ReVSI: Rebuilding Visual Spatial Intelligence Evaluation for Accurate Assessment of VLM 3D Reasoning
Yiming Zhang, Jiacheng Chen, Jiaqi Tan, Yongsen Mao, Wenhu Chen, Angel X. Chang
2026-04-28
Summary
This paper focuses on the problems with how we currently test how well artificial intelligence understands spaces and objects in videos, specifically vision-language models (VLMs). It introduces a new, more reliable way to evaluate these models' 'spatial intelligence'.
What's the problem?
Existing tests for spatial intelligence in AI are flawed because they often use data originally created for different purposes, like analyzing 3D scans. When applied to videos, this data can be inaccurate – objects visible in the video might be missing from the data, or incorrectly labeled. Also, many tests assume the AI can see the entire scene at once, but often these models only process a few snapshots from the video, making some questions impossible to answer with the information they have.
What's the solution?
The researchers created a new benchmark called ReVSI. They carefully re-annotated objects and their shapes in videos from several datasets, ensuring the data is accurate and reflects what's actually visible. They also re-wrote the questions to make sure they can be answered using only the limited information the AI actually receives (like those few snapshots). ReVSI also allows testing with different amounts of video data to see how that affects performance.
Why it matters?
This work is important because it provides a more accurate way to measure how well AI understands spatial relationships and objects in videos. By revealing weaknesses in current models that were hidden by flawed testing methods, it helps researchers build better and more reliable AI systems that can truly 'see' and understand the world around them.
Abstract
Current evaluations of spatial intelligence can be systematically invalid under modern vision-language model (VLM) settings. First, many benchmarks derive question-answer (QA) pairs from point-cloud-based 3D annotations originally curated for traditional 3D perception. When such annotations are treated as ground truth for video-based evaluation, reconstruction and annotation artifacts can miss objects that are clearly visible in the video, mislabel object identities, or corrupt geometry-dependent answers (e.g., size), yielding incorrect or ambiguous QA pairs. Second, evaluations often assume full-scene access, while many VLMs operate on sparsely sampled frames (e.g., 16-64), making many questions effectively unanswerable under the actual model inputs. We improve evaluation validity by introducing ReVSI, a benchmark and protocol that ensures each QA pair is answerable and correct under the model's actual inputs. To this end, we re-annotate objects and geometry across 381 scenes from 5 datasets to improve data quality, and regenerate all QA pairs with rigorous bias mitigation and human verification using professional 3D annotation tools. We further enhance evaluation controllability by providing variants across multiple frame budgets (16/32/64/all) and fine-grained object visibility metadata, enabling controlled diagnostic analyses. Evaluations of general and domain-specific VLMs on ReVSI reveal systematic failure modes that are obscured by prior benchmarks, yielding a more reliable and diagnostic assessment of spatial intelligence.

- _Data under study_:
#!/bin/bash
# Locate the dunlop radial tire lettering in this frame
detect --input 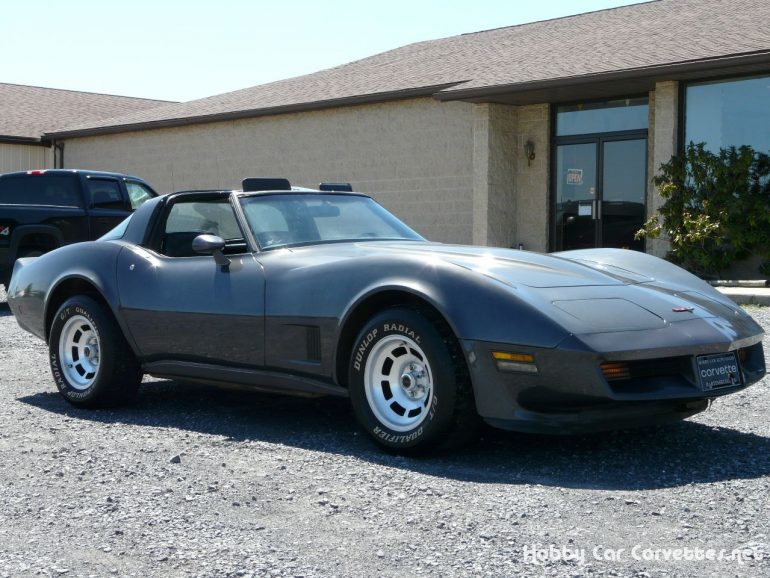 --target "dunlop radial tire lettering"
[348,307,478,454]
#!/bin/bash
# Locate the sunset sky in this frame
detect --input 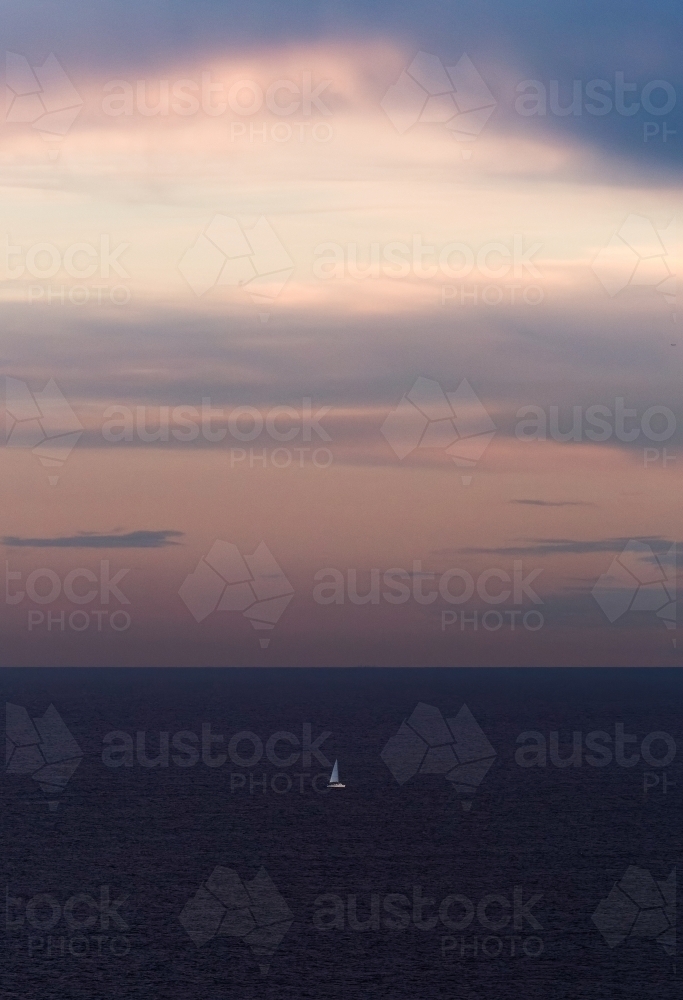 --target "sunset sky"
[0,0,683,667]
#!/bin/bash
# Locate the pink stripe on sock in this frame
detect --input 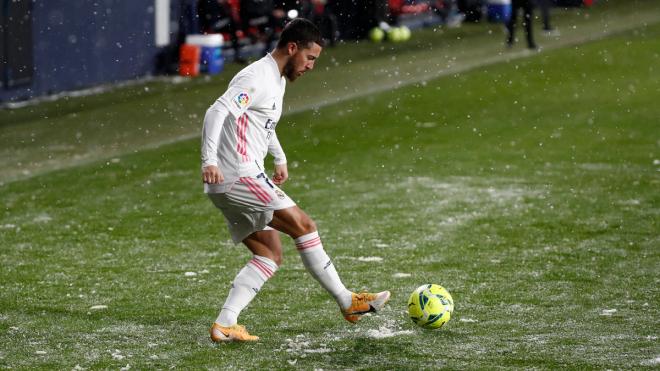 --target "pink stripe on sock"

- _What to do_:
1. On the ReVSI page, how many scenes were objects and geometry re-annotated across?
2. List every author named on the ReVSI page.
3. Quote the ReVSI page between "What's the problem?" and "information they have.", inclusive.

- _Answers to the problems_:
1. 381 scenes, drawn from 5 datasets.

2. Yiming Zhang, Jiacheng Chen, Jiaqi Tan, Yongsen Mao, Wenhu Chen, Angel X. Chang

3.
What's the problem?
Existing tests for spatial intelligence in AI are flawed because they often use data originally created for different purposes, like analyzing 3D scans. When applied to videos, this data can be inaccurate – objects visible in the video might be missing from the data, or incorrectly labeled. Also, many tests assume the AI can see the entire scene at once, but often these models only process a few snapshots from the video, making some questions impossible to answer with the information they have.